## Problem to work on
Reproduce every record below exactly as written, but leave out any pictures.
:::
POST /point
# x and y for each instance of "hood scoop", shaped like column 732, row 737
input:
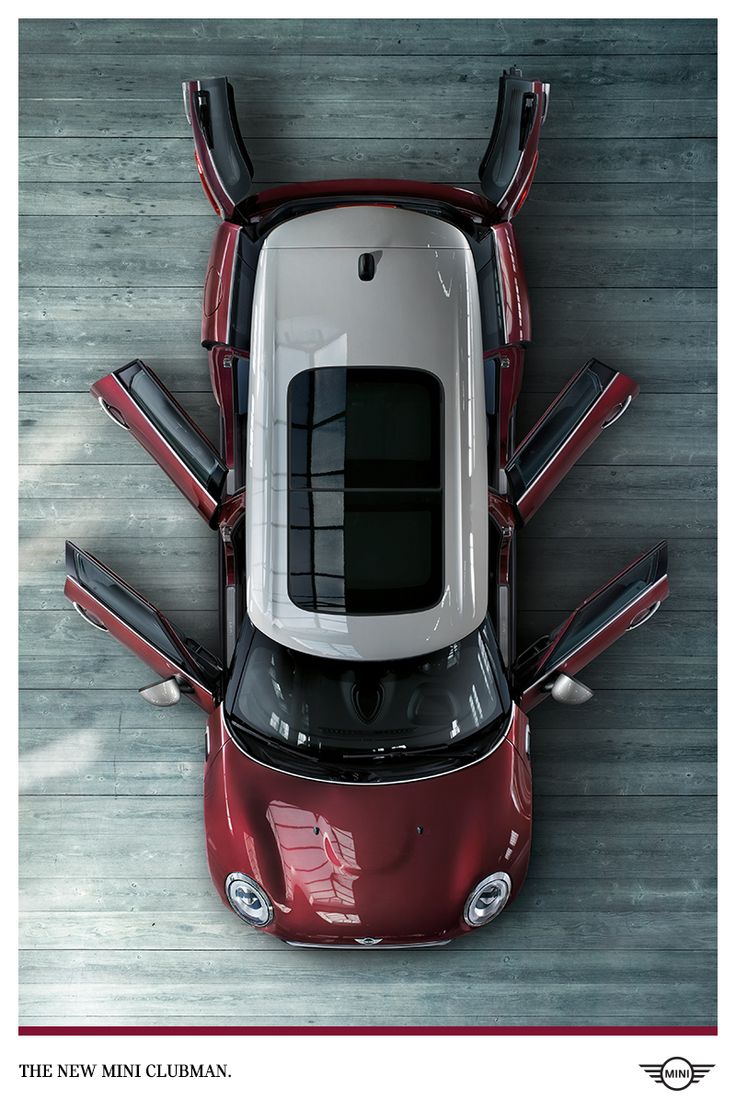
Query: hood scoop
column 367, row 699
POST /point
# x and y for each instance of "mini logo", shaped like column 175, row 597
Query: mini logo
column 677, row 1073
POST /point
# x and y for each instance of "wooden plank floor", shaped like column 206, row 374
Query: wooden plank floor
column 120, row 923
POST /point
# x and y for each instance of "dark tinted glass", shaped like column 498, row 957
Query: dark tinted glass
column 175, row 427
column 490, row 308
column 365, row 428
column 361, row 551
column 127, row 606
column 351, row 718
column 610, row 601
column 558, row 423
column 365, row 501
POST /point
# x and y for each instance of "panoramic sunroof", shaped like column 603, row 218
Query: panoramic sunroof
column 365, row 490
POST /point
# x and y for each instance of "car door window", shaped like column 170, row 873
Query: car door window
column 607, row 604
column 557, row 424
column 127, row 606
column 175, row 427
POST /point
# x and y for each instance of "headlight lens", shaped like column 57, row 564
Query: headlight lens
column 248, row 899
column 487, row 899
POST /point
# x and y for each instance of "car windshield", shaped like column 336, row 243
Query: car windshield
column 368, row 721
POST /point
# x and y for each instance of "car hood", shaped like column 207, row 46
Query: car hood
column 342, row 861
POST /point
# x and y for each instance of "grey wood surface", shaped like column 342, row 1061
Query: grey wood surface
column 119, row 921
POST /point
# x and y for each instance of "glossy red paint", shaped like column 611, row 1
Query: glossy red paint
column 344, row 861
column 157, row 661
column 608, row 406
column 626, row 619
column 113, row 394
column 361, row 189
column 517, row 192
column 221, row 370
column 510, row 376
column 515, row 297
column 214, row 189
column 218, row 286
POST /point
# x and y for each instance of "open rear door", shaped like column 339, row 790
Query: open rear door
column 109, row 604
column 222, row 160
column 135, row 398
column 592, row 401
column 624, row 603
column 508, row 166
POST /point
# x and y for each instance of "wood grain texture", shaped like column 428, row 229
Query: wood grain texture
column 616, row 923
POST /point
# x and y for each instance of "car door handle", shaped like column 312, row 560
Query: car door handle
column 112, row 413
column 96, row 623
column 612, row 420
column 643, row 620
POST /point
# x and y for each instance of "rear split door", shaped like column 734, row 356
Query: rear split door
column 222, row 160
column 508, row 166
column 590, row 402
column 135, row 398
column 108, row 603
column 623, row 604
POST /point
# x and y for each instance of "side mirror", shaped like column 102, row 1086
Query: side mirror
column 572, row 691
column 166, row 692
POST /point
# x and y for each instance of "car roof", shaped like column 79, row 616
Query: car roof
column 419, row 312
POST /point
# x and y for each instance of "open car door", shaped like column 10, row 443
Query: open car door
column 108, row 603
column 135, row 398
column 592, row 401
column 508, row 166
column 222, row 161
column 624, row 603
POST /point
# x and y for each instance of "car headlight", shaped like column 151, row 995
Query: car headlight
column 487, row 899
column 248, row 899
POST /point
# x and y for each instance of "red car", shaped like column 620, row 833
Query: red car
column 367, row 779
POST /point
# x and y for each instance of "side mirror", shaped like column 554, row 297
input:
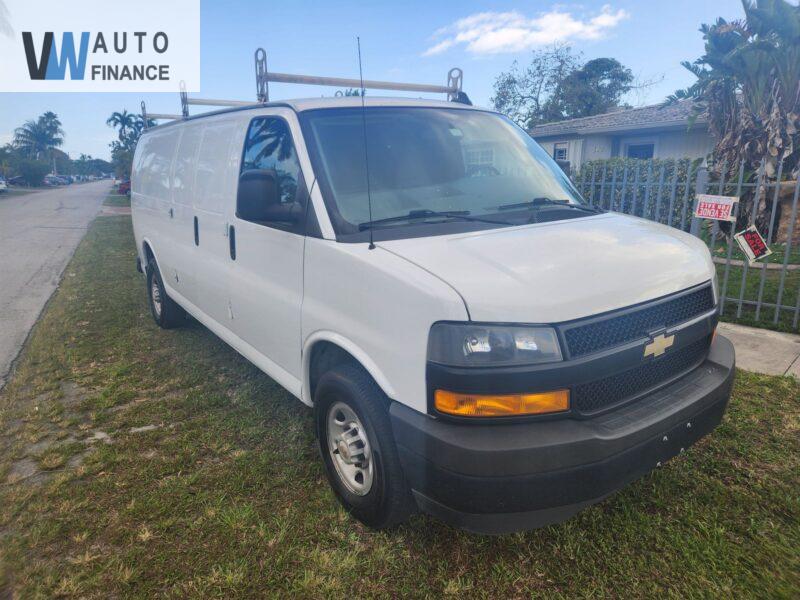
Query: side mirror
column 258, row 199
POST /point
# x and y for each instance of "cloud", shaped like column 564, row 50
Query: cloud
column 5, row 21
column 499, row 32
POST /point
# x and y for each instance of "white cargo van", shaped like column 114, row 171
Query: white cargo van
column 476, row 341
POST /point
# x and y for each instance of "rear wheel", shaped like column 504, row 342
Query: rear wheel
column 358, row 449
column 166, row 312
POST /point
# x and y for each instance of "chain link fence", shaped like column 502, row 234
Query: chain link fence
column 765, row 293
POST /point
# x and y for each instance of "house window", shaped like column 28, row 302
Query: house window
column 641, row 151
column 482, row 156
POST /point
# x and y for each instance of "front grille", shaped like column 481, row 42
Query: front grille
column 597, row 395
column 634, row 324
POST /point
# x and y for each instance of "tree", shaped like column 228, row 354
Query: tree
column 130, row 127
column 594, row 89
column 37, row 138
column 32, row 171
column 748, row 85
column 124, row 121
column 555, row 86
column 523, row 94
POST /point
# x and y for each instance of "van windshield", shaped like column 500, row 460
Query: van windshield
column 464, row 169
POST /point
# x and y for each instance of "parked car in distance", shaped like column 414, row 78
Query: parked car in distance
column 475, row 340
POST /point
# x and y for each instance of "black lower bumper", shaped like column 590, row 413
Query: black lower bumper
column 507, row 477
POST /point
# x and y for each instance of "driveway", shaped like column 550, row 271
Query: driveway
column 38, row 234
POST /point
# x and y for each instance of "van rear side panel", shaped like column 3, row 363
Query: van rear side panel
column 151, row 195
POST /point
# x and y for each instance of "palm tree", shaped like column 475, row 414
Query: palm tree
:::
## Task solution
POST /point
# x and y for each instance of "hood scoop", shaped like column 732, row 737
input:
Query: hood scoop
column 367, row 699
POST /point
# x and y for each instance of "mini logo", shaped like column 175, row 597
Query: mini logo
column 677, row 1073
POST /point
# x and y for each instance of "wooden plank floor", shaped like column 206, row 374
Query: wooden plank floor
column 120, row 923
POST /point
# x and y for each instance of "dark tinted glass", shaped like column 498, row 957
Query: dark tinted glass
column 175, row 427
column 490, row 308
column 365, row 428
column 361, row 551
column 127, row 606
column 351, row 718
column 610, row 601
column 558, row 423
column 365, row 501
POST /point
# x and y for each instance of "panoramic sunroof", shaped like column 603, row 218
Query: panoramic sunroof
column 365, row 490
POST /point
# x and y for each instance of "car door window", shaped like column 170, row 873
Query: car door window
column 607, row 604
column 557, row 424
column 127, row 606
column 175, row 427
POST /point
# x and y for each instance of "headlight lens", shaped like column 57, row 564
Query: headlight lens
column 248, row 899
column 487, row 899
POST /point
# x and y for each instance of "car windshield", shaped like column 336, row 243
Query: car windshield
column 368, row 721
POST /point
# x and y for each instance of "car hood", shaped like column 207, row 46
Query: car hood
column 342, row 861
POST /point
# x and y for each instance of "grey wood surface", shaped like column 342, row 1061
Query: grey wood surface
column 119, row 921
POST /point
# x and y for each instance of "glossy red paint", shaped like column 611, row 1
Query: glossy red paint
column 344, row 861
column 157, row 661
column 608, row 406
column 626, row 619
column 113, row 394
column 361, row 189
column 517, row 192
column 221, row 370
column 510, row 376
column 515, row 297
column 214, row 189
column 218, row 286
POST /point
# x and y for each instance of "open rear door", shaped like column 339, row 790
Query: open rear door
column 109, row 604
column 222, row 160
column 135, row 398
column 592, row 401
column 624, row 603
column 508, row 166
POST /point
# x and y for each instance of "wood grain texture", shaped like column 428, row 229
Query: wood grain texture
column 616, row 923
POST /point
# x and y for each instance of "car door handle", shaped like column 312, row 560
Query: car door handle
column 112, row 413
column 96, row 623
column 612, row 420
column 643, row 620
POST /point
# x and y for each instance of "rear split door", shaped like column 734, row 356
Query: rear split door
column 222, row 160
column 508, row 166
column 590, row 402
column 135, row 398
column 108, row 603
column 623, row 604
POST /point
# x and y for each instance of "side mirror", shaped like column 102, row 1086
Query: side mirror
column 572, row 691
column 166, row 692
POST /point
# x and y for each instance of "car roof", shaped like column 79, row 616
Query: car roof
column 419, row 312
POST /point
# x and y for each instance of "open car door", shaped like column 10, row 443
Query: open car door
column 108, row 603
column 135, row 398
column 592, row 401
column 508, row 166
column 222, row 161
column 624, row 603
POST /point
# x and y for each instance of "car headlight", shaped like column 151, row 995
Query: car headlight
column 487, row 899
column 248, row 899
POST /point
# x and y for each instance of "red car", shaped like column 620, row 833
Query: red car
column 367, row 779
POST /point
# x and y for each instance of "side mirror", shaped like column 554, row 297
input:
Query: side mirror
column 258, row 199
POST /point
# x and y for each instance of "cloud", shaped like column 564, row 50
Query: cloud
column 5, row 21
column 499, row 32
POST /point
# x and y for each instance of "white cargo van", shaped like column 114, row 171
Query: white cargo van
column 476, row 341
POST /point
# x and y for each instance of "rear wheel", shaped like column 504, row 342
Query: rear wheel
column 358, row 449
column 166, row 312
POST /point
# x and y for each instance of "chain link fence", shaped like column 502, row 234
Query: chain link fence
column 765, row 293
POST /point
# x and y for each instance of "house window", shaped like column 28, row 302
Query: house window
column 641, row 151
column 482, row 156
POST /point
# x and y for each instance of "front grille", shaped like column 481, row 42
Query: front grille
column 597, row 395
column 634, row 324
POST /point
# x and y for each instance of "tree", shaped like column 228, row 354
Query: tree
column 130, row 127
column 594, row 89
column 37, row 138
column 32, row 171
column 748, row 85
column 124, row 121
column 555, row 86
column 523, row 94
POST /point
# x and y for each instance of "van windshield", shaped like column 500, row 460
Query: van windshield
column 464, row 169
POST /point
# x and y for each instance of "parked car in distance", shaped like column 414, row 78
Query: parked car in distance
column 475, row 340
POST /point
# x and y for each instance of "black lower bumper", shaped like column 590, row 413
Query: black lower bumper
column 507, row 477
POST /point
# x and y for each instance of "driveway", shaped like column 550, row 271
Query: driveway
column 38, row 234
POST /point
# x and y for each instance of "van rear side panel", shaped like column 3, row 363
Query: van rear side panel
column 151, row 195
POST /point
# x and y for each instance of "palm tree", shaped like column 475, row 414
Query: palm tree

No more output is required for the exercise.